-- Seçilen Metin --
· · · · ·
04 Kasım 2022 04:17

Şişecam işçisi: Kârdan payımızı istiyoruz

"Biz cam işçileri hakkımız olan promosyon ve ek zam dahil, bütün şartlarımızın düzeltilmesini, insanca çalışacağımız ve yaşayacağımız koşulları istiyoruz."

Fotoğraf: Şişecam Basın Bülteni

Paylaş

Şişecam işçisi
Lüleburgaz

Şişecam cam sektöründe dünya üçüncülüğünde ve Avrupa birinciliğinde yerini korumaya devam ediyor. Tabii ki bizim emeğimizin üstünden.

Kartı basıp turnikelerden geçerken, “Dünyada ilk 3’e giriş kapısı” diye her yere yazılan yazılarla başlıyor mesaimiz! Kapıyı açtığımızda yoğun çalışmanın ve üretimin 7/24 devam ettiği bir alana giriyoruz. Gecenin kör saatlerinde “Bu 8 saat nasıl geçecek” diye birbirimize soruyor ve “Allah belasını versin bu sistemin” diyerek öfkemizi bir nebze de olsa hafifletmeye bazen de öfkemize öfke katmaya devam ediyoruz. Bu kapı, işte böyle bir kapı!
· · · · ·
-- Sağlanan Veriler --

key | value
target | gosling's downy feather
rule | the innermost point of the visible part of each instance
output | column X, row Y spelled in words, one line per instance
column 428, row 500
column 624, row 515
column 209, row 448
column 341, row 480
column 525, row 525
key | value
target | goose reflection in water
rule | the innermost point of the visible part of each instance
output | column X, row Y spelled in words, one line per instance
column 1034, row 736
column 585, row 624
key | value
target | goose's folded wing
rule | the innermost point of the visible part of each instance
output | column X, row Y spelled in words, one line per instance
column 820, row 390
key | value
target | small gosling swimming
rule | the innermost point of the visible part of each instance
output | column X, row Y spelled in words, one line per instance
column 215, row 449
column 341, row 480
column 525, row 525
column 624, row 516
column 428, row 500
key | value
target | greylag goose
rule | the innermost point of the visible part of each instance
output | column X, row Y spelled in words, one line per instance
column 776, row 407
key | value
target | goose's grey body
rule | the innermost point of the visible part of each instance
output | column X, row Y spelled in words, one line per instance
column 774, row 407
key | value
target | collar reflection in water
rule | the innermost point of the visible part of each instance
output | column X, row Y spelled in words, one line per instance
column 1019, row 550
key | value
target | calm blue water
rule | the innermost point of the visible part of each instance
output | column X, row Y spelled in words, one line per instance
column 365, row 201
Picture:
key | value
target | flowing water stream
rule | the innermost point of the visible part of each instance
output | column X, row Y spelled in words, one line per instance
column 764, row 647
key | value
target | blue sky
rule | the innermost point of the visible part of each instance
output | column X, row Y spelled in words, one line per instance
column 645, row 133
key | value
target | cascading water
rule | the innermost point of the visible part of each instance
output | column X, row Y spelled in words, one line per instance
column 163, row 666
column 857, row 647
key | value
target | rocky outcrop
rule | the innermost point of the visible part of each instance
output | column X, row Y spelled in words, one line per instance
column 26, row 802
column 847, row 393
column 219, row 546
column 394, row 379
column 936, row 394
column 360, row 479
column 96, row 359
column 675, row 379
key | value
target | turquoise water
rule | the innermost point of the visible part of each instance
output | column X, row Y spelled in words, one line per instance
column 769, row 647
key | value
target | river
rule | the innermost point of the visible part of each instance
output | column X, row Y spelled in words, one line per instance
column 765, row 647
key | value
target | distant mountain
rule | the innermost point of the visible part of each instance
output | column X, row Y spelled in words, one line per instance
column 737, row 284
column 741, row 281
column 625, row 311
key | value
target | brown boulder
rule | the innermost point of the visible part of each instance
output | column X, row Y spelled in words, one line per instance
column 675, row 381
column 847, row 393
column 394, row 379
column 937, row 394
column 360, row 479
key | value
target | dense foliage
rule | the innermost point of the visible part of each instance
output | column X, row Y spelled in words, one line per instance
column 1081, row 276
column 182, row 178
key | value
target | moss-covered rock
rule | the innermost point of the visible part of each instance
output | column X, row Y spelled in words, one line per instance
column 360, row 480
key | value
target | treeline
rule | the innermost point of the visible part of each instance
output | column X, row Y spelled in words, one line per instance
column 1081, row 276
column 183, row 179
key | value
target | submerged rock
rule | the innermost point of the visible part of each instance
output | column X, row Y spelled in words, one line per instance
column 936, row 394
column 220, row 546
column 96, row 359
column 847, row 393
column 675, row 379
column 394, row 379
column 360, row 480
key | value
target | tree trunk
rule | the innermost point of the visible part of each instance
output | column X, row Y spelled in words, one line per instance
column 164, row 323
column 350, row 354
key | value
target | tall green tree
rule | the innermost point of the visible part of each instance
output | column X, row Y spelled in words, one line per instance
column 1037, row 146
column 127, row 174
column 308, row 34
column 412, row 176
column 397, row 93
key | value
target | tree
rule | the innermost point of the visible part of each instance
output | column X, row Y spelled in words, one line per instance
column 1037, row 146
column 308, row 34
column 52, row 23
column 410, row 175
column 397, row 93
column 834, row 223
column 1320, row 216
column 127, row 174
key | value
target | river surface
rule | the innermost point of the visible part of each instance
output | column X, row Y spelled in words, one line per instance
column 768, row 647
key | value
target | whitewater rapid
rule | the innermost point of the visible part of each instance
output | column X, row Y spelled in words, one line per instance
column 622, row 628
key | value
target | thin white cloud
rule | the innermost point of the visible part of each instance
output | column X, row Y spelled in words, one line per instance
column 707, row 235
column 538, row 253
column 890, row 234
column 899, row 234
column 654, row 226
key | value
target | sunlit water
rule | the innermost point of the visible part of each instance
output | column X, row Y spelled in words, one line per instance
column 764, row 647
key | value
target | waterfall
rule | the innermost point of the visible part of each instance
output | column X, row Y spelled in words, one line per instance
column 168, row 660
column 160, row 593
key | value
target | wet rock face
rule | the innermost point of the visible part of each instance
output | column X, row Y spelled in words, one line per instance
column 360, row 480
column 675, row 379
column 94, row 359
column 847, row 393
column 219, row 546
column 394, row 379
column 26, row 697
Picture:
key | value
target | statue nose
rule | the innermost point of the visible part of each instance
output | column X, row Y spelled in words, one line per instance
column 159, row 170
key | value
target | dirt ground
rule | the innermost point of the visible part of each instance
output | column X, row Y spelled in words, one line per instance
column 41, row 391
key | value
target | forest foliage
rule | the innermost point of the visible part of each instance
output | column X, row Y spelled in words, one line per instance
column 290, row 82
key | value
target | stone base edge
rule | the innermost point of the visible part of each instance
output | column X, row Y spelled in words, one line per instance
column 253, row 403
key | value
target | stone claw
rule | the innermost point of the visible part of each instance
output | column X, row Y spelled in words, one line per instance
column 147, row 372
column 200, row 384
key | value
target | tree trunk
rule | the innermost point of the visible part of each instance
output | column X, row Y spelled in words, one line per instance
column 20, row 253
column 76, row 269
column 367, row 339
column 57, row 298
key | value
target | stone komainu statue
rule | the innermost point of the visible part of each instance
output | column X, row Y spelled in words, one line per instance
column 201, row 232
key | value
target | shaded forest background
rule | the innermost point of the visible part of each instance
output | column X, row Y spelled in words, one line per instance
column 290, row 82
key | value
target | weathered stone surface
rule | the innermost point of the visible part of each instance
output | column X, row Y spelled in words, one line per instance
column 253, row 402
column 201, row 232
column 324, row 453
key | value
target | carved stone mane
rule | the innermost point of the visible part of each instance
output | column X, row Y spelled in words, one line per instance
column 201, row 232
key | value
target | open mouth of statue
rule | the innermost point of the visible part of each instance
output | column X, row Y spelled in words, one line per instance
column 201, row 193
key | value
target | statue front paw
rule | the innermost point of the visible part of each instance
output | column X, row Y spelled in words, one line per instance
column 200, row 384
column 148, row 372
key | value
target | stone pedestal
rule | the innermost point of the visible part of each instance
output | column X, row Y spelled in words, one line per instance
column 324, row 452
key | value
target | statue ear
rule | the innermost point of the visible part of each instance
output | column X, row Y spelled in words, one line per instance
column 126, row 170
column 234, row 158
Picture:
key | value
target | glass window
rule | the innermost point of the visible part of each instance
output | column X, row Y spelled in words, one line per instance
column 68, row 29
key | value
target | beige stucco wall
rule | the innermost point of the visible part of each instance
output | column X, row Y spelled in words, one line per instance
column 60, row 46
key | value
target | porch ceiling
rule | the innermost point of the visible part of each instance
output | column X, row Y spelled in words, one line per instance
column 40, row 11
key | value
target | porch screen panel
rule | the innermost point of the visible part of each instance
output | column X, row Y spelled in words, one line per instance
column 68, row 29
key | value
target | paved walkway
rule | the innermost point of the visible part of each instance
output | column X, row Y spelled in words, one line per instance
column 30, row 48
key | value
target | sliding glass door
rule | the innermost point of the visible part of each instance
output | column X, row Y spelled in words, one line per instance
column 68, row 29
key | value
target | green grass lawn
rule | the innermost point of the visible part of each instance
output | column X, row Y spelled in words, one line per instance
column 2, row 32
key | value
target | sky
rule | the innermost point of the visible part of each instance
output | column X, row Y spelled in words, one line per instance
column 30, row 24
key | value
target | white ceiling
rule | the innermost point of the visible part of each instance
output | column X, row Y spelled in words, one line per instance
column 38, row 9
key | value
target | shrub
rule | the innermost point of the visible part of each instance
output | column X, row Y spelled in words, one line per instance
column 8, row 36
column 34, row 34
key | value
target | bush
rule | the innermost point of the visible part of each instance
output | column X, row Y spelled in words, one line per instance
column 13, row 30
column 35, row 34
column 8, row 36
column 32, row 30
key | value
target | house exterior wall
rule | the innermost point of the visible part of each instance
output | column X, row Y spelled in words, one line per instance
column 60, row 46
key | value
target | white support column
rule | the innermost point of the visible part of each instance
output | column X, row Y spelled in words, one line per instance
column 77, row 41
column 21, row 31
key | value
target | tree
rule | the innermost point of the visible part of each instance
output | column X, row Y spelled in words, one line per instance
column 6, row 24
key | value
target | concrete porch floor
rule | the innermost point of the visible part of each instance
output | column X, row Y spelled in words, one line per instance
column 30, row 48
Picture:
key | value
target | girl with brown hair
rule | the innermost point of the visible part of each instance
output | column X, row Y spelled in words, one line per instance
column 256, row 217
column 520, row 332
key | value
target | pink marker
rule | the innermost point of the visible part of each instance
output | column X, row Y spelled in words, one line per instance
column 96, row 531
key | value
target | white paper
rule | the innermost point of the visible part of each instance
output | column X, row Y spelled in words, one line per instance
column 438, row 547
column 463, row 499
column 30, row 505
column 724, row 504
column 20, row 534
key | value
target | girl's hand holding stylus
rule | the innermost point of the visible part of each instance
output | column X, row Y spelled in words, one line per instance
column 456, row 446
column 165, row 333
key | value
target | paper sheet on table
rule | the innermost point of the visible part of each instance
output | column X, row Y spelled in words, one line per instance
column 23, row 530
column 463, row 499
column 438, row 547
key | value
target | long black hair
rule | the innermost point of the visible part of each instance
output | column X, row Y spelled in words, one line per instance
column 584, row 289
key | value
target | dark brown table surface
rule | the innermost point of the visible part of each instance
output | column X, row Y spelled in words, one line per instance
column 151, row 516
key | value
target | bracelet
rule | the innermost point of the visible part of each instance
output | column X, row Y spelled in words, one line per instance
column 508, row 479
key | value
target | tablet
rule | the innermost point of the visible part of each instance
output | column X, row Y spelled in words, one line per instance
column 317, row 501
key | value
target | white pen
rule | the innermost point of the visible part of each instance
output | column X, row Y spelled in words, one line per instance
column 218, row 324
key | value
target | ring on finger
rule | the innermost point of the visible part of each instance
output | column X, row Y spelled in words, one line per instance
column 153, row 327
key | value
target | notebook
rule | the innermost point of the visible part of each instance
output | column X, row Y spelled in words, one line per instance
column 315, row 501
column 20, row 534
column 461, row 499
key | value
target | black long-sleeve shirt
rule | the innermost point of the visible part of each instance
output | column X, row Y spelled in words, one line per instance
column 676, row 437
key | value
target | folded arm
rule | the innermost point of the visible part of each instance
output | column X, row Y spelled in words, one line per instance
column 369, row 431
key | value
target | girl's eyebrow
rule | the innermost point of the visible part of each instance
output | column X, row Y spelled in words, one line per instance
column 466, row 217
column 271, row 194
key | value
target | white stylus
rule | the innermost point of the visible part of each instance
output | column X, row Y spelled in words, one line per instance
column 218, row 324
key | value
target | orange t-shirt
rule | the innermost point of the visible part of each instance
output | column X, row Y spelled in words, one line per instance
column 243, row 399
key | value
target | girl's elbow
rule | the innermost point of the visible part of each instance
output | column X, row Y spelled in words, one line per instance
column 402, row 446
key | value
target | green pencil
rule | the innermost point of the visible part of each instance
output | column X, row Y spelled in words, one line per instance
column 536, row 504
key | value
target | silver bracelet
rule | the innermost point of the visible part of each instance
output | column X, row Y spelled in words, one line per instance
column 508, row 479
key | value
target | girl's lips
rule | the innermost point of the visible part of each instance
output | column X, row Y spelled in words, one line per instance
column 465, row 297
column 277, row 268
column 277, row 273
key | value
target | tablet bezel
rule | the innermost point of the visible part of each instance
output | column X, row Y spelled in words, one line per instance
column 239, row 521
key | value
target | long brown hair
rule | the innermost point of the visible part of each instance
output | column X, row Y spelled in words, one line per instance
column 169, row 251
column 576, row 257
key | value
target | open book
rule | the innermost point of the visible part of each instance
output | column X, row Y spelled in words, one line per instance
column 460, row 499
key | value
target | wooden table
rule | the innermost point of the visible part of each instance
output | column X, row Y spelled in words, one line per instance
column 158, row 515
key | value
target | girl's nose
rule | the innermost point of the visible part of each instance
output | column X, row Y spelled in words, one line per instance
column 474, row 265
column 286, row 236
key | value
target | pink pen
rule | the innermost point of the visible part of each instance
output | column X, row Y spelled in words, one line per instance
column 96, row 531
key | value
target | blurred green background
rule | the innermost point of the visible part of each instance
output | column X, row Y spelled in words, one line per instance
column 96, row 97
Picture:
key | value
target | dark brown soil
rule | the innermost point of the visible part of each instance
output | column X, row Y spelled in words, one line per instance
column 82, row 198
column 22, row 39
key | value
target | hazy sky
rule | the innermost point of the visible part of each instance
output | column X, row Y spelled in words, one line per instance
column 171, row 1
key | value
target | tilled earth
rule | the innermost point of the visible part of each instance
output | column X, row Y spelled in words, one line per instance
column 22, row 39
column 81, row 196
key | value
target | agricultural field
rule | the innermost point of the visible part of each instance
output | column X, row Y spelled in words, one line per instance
· · · · ·
-- Görevleriniz --
1. Şişecam işçisinin yazısına göre, işçiler kartı basıp turnikelerden geçerken her yerde hangi yazı bulunuyor?
2. Şişecam işçisinin yazısını kaldığı yerden sürdürün.
Satırlara bu iş için ihtiyaç yoktur.

-- Görev Çıktıları --
1. “Dünyada ilk 3’e giriş kapısı” yazısı.

2.
Şişecam patronunun “Dünyada ilk 3’e giriş kapısı” diyerek övündüğü kapıyı açtığımızda, bizleri sömürerek elde edilen kârların kapısını açmış oluyoruz.

DEVASA KÂRI MAİLLE DUYURDULAR

Şişecam Genel Müdürü Görkem Elverici Beyefendi’nin geçen gün tüm Şişecam çalışanlarına attığı maili okuyunca, kâr oranlarının ne kadar arttığını ve biz Şişecam işçilerinin nasıl acınası bir durumda olduğumuzun kanıtını net olarak anlıyoruz!

Şöyle yazmış beyefendi;

“Değerli çalışma arkadaşlarım. Dünya ve Türkiye’de makroekonomik ve jeopolitik dalgalanmaların hüküm sürdüğü 2022, barındırdığı tüm zorluklara rağmen Şişecam’ın dönüşüm gücü, sürdürülebilir değer yaratan yatırım ve uygulamalarıyla hedeflerine başarıyla yürümeye devam ettiği bir yıl oluyor.”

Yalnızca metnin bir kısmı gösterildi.